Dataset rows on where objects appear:
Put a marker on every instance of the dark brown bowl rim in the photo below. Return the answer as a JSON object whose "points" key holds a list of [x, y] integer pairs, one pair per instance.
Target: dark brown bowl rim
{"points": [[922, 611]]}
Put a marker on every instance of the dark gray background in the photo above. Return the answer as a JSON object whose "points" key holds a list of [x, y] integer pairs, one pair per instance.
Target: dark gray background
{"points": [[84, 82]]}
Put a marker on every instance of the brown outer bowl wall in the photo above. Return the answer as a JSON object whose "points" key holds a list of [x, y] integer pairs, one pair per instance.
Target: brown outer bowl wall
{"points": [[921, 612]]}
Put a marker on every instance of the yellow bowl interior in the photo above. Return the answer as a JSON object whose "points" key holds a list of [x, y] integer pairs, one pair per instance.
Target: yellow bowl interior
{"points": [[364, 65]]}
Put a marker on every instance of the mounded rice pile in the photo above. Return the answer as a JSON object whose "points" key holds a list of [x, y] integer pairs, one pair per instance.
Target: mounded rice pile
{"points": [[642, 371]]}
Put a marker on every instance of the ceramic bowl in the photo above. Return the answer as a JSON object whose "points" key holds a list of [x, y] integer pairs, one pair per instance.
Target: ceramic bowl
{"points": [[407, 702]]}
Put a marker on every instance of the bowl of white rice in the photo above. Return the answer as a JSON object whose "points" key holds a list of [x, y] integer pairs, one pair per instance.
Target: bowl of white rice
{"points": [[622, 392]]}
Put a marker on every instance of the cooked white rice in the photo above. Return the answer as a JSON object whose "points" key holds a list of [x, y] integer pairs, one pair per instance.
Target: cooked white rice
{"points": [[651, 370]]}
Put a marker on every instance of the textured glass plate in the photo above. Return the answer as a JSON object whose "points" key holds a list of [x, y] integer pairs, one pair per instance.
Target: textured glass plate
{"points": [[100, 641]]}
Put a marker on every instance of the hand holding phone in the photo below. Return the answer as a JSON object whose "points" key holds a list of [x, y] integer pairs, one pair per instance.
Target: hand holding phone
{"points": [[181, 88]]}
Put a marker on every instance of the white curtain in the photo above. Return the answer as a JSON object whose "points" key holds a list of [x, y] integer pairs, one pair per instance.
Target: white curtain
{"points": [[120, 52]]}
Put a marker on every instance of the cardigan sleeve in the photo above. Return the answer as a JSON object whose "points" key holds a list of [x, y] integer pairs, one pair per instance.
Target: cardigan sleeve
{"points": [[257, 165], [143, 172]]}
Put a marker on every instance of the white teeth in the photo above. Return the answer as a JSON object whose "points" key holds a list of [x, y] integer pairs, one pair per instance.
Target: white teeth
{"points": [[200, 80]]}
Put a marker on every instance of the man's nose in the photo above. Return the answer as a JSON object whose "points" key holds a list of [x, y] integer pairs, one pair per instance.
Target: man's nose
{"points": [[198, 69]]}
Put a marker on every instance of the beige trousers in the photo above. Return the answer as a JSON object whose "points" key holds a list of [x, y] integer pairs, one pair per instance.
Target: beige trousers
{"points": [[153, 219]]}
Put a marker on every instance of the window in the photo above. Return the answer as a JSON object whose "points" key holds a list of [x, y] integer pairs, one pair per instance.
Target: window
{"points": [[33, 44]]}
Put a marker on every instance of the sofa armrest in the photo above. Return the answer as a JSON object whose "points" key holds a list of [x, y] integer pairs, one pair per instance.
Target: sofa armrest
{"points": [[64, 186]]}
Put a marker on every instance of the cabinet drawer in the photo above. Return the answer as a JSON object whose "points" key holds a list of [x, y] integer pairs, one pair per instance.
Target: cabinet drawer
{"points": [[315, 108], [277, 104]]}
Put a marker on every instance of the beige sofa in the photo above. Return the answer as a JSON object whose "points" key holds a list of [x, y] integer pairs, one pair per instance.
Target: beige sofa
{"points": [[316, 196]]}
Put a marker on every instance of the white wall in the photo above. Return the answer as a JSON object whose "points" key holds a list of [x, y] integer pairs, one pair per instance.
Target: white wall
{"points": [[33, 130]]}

* _What to produce_:
Return each entry from the material above exactly as it appears.

* _Finished task_:
Put a marker on every instance of the dark brown bowl rim in the photo below. Return the answer as a JSON object whose "points" key holds a list of [x, y] integer pairs, one pair per instance.
Target: dark brown bowl rim
{"points": [[922, 611]]}
Put a marker on every instance of the dark gray background in the photo above. Return the answer as a JSON object whose "points" key holds a list of [x, y] integer pairs, one pair per instance.
Target: dark gray background
{"points": [[84, 82]]}
Put a marker on every instance of the brown outer bowl wall in the photo above. Return the answer as a JSON object whose "points" key holds a list of [x, y] integer pairs, one pair per instance.
Target: brown outer bowl wall
{"points": [[921, 612]]}
Put a marker on every instance of the yellow bowl interior in the photo above. Return the answer as a JSON object whose "points" key holds a list of [x, y] integer pairs, one pair per instance.
Target: yellow bowl interior
{"points": [[364, 65]]}
Put a marker on every instance of the mounded rice pile in the photo above. Return the answer as a JSON object whose "points" key holds a list of [x, y] integer pairs, one pair per instance.
Target: mounded rice pile
{"points": [[642, 371]]}
Put a marker on every instance of the ceramic bowl in the photo above. Return the answer as a JSON object whose "points" key holds a list of [x, y] integer pairs, one pair per instance.
Target: ceramic bowl
{"points": [[407, 702]]}
Put a marker on every instance of the bowl of white rice in the photo above. Return the answer as a JSON object whose "points" key holds a list of [x, y] integer pairs, one pair per instance.
Target: bowl of white rice
{"points": [[622, 392]]}
Put a marker on every instance of the cooked white rice in the photo above. Return the answer as a JSON object whose "points" key holds a list of [x, y] integer pairs, one pair per instance.
Target: cooked white rice
{"points": [[651, 370]]}
Put a marker on every instance of the textured glass plate in the photo above. Return the answer as a JSON object whose "points" key holds a list of [x, y] integer pairs, one pair per instance.
Target: textured glass plate
{"points": [[100, 641]]}
Put a marker on every instance of the hand holding phone in the photo below. Return the answer as a JSON object whose "points" key holds a list of [x, y] integer pairs, one pair per instance.
Target: hand holding phone
{"points": [[181, 88]]}
Put a marker on every instance of the white curtain in the photo above. Return the answer as a JSON object whose "points" key holds a list of [x, y] integer pairs, one pair per instance.
Target: white curtain
{"points": [[120, 52]]}
Put a marker on every instance of the cardigan sleeve in the photo above. Return the answer as a JSON object whose "points" key holds a list of [x, y] integer pairs, one pair per instance.
Target: cardigan sleeve
{"points": [[257, 165], [143, 172]]}
Put a marker on every instance of the white teeth in the photo above. Return the answer as a JSON object whose "points" key holds a list of [x, y] integer pairs, one pair per instance.
Target: white teeth
{"points": [[200, 80]]}
Put a marker on every instance of the man's nose in the photo above. Return the answer as a JSON object whose "points" key holds a list of [x, y] integer pairs, one pair per instance.
Target: man's nose
{"points": [[198, 69]]}
Put a marker on every instance of the beige trousers in the photo above. Return the answer as a JSON object whose "points" key holds a list of [x, y] integer pairs, one pair per instance.
Target: beige trousers
{"points": [[153, 219]]}
Put a marker on every instance of the window in the photo above. Return the answer as a JSON object whose "points" key holds a list of [x, y] integer pairs, one pair per instance.
Target: window
{"points": [[33, 44]]}
Put a marker on every instance of the sofa armrest in the photo above. Return the answer as a JSON object whose "points" key holds a list of [x, y] integer pairs, one pair per instance.
Target: sofa armrest
{"points": [[64, 186]]}
Put a marker on every instance of the cabinet drawer in the photo above. Return the answer as a JSON object whose "points" key holds a list of [x, y] integer pairs, one pair per instance.
Target: cabinet drawer
{"points": [[315, 108], [277, 104]]}
Put a marker on every instance of the beige sofa in the photo above. Return the answer as a JSON object whose "points" key holds a list of [x, y] integer pairs, one pair per instance.
Target: beige sofa
{"points": [[316, 196]]}
Put a marker on every instance of the white wall in the photo above. Return the answer as a JSON object whose "points" key holds a list of [x, y] integer pairs, one pair per instance.
Target: white wall
{"points": [[33, 130]]}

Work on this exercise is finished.